Movie Entertainment Is Now Ubiquitous, Constant and Changing

Film, like the railways, is one of those industries that a few years ago nobody would have predicted would get a new lease of life, and how! through technological evolution.

Up to digital, film had reached the limits of what it was capable. The movie 2001: A Space Odyssey still seems quite effective today, but the end of film effects are limited and seem like something out of the ark.

I was talking to a young person recently about how wonderful it was when self-recording was first available. We could record a TV programme or film on TV and watch it again and again at our leisure. A revolution! To pause live recordings and replay while recording something seemed like complete fantasy.

How We Watch
Those old enough to remember queuing at the cinema to see the latest film that was only on for a week and sitting in smokey theatres watching, or waiting for years till it was released for TV, will know how far things have come.

When you could buy a film on VHS cassette and play it on your videoplayer, and then video-recorder, the new possibilities seemed endless. Home entertainment as a concept was born. It is now in its early school years.

Film in cinemas has rarely been so popular. Blockbusters costing millions to produce, often through their amazing effects, pull in millions at the box offices. Many are released to DVD very near cinema showing, so can be bought or rented very quickly. There are whole TV channels now devoted entirely to showing movies. The game shifts constantly.

While people still illegally download pirated films, the fact is that legal downloads to devices are rising and will continue to become mainstream. People watch film on TV, tablet and smartphone, at home and on the move.

Given exercise 1:
List the devices that the article on movie entertainment says people now watch film on.
Given exercise 2:
Extend the article on movie entertainment, picking up right after its final sentence.

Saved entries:
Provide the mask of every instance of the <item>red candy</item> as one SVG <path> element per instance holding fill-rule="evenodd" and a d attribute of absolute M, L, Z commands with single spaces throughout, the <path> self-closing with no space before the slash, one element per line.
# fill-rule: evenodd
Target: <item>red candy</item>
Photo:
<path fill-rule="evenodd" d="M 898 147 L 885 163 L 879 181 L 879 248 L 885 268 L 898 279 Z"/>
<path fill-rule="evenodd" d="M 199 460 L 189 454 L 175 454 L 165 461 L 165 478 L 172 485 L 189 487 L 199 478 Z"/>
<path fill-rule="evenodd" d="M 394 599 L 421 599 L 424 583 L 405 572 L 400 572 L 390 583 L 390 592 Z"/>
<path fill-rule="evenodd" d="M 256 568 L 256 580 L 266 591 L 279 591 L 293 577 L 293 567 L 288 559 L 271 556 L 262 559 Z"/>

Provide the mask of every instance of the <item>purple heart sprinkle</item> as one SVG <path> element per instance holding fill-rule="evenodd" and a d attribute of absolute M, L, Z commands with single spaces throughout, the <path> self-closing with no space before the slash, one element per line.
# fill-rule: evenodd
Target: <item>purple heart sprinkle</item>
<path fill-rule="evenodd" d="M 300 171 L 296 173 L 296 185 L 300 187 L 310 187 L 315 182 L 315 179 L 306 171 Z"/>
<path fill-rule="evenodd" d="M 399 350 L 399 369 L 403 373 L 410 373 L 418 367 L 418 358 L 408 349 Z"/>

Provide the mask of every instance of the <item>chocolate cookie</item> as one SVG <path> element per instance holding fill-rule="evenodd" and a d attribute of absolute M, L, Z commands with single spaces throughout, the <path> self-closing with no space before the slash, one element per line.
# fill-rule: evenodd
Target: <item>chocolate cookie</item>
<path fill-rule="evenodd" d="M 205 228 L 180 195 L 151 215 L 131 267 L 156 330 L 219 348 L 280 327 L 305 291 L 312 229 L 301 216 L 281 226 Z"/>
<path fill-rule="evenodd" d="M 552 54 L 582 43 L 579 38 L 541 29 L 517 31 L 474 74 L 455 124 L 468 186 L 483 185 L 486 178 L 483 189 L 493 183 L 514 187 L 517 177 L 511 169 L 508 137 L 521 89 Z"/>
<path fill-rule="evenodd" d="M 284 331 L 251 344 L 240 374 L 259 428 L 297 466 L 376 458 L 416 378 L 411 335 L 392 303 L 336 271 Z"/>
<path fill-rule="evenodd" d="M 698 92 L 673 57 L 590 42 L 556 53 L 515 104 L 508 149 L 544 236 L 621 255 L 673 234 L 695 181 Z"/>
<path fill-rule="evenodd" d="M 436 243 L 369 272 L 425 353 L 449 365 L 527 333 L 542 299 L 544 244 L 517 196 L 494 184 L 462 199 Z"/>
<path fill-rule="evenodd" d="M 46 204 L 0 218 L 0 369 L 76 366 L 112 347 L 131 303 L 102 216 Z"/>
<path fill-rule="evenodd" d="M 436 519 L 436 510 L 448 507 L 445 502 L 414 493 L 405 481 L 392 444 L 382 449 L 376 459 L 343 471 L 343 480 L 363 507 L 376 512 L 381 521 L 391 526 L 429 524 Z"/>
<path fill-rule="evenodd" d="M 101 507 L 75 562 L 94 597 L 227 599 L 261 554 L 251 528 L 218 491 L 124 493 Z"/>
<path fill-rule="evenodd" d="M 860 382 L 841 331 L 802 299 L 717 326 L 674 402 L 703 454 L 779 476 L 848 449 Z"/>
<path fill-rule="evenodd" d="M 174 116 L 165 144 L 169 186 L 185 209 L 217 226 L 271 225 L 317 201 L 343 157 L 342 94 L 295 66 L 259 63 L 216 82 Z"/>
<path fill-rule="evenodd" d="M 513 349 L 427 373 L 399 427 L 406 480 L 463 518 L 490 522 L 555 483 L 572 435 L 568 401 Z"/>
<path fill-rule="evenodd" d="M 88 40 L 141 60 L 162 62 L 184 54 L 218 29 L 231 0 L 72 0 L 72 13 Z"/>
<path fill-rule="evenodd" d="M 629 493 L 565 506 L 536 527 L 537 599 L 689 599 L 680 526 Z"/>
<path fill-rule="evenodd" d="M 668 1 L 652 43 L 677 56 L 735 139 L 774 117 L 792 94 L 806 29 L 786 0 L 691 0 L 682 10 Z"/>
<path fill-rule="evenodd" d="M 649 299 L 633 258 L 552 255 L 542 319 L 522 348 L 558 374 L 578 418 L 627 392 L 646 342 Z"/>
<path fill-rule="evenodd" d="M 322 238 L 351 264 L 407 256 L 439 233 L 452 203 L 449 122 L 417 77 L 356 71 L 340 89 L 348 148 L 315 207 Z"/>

Exercise result 1:
TV, tablet, smartphone

Exercise result 2:
The choices are dizzyingly varied and as broadband speeds accelerate and whatever follows the internet and high-definition become commonplace, so the film industry will change yet again. What is certain is that consumers will continue to want more choice all of the time.

How Films Are Made

Computer generated imagery (CGI) has been part of our entertainment lives now so long that nobody bats an eyelid, merely expects it to reach evermore spectacular heights. Films like Westworld (1973) was pretty clever in its images of the robot-human interface, but small beer now. Star Wars, Jurassic Park and then the Matrix movies each pushed effects boundaries a little further.

Then followed digital animation, and digital animation with CGI and another old idea given a fresh impetus – 3D films, of which Avatar remains the most incredible.

Chris Nixon, writing on A Technology Society (January 2013) suggested that people will not tell the difference between CGI and reality in a few years, when watched in HD. He described how streaming channels in real time puts the computer (in all its forms) at the heart of the home entertainment industry now.

He showed how the rapid transmission of large amounts of data have made realistic things like video sharing and music downloads a matter of course. He said, ‘we are entertained by the internet itself, sampling videos on YouTube, playing games, surfing, shopping in ways that were unimaginable just 20 years ago. We rely on our computers not only to perform tasks, but also for entertainment. We download for later, instant message and chat, and fill up our free time online.’

‘On the move’ has taken on a whole new meaning, as literally people access it all anywhere and everywhere. Personalised music is like drawing breath. Playing games online is food and drink to swathes of the population. Computer processing speed and capacity is still not yet reached total potential.

So That’s the History Lesson, What’s Next?

All the previous in this post was to describe an exciting new artform being developed as entertainment, premiered at the English National Opera in April 13. Sunken Garden is described as a new ‘occult-mystery-film-opera’ composed by Michel van der Aa, from the Netherlands, and British fiction writer David Mitchell.

It is a ‘dark fantasy about a garden hungry for human souls’. Mitchell is also responsible for ‘postmodern’ works including Ghostwritten (1999) and Cloud Atlas (2004), about chance, time and space, which has been made into a movie (2012).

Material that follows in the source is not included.